Nothing but an exact repeat of the entries below should appear in your answer.

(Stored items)

+++++

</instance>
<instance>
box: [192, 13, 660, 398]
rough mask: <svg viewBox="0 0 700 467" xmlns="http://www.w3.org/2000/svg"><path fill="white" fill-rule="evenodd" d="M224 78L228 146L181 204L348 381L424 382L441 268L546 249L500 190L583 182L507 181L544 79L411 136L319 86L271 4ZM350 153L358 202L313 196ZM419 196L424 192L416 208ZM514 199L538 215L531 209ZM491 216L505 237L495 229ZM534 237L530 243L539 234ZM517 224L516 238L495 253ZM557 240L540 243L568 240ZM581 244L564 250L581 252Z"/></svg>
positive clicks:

+++++

◆ **EXPECTED ANSWER**:
</instance>
<instance>
box: [192, 13, 660, 398]
rough mask: <svg viewBox="0 0 700 467" xmlns="http://www.w3.org/2000/svg"><path fill="white" fill-rule="evenodd" d="M224 78L228 146L181 204L348 381L424 382L441 268L546 249L500 190L583 182L507 181L544 79L411 136L319 86L271 4ZM350 153L358 202L313 196ZM419 196L424 192L416 208ZM514 199L538 215L531 209ZM491 216L505 237L495 229ZM534 237L530 243L539 234ZM517 224L516 238L495 253ZM557 240L540 243L568 240ZM581 244L564 250L581 252Z"/></svg>
positive clicks:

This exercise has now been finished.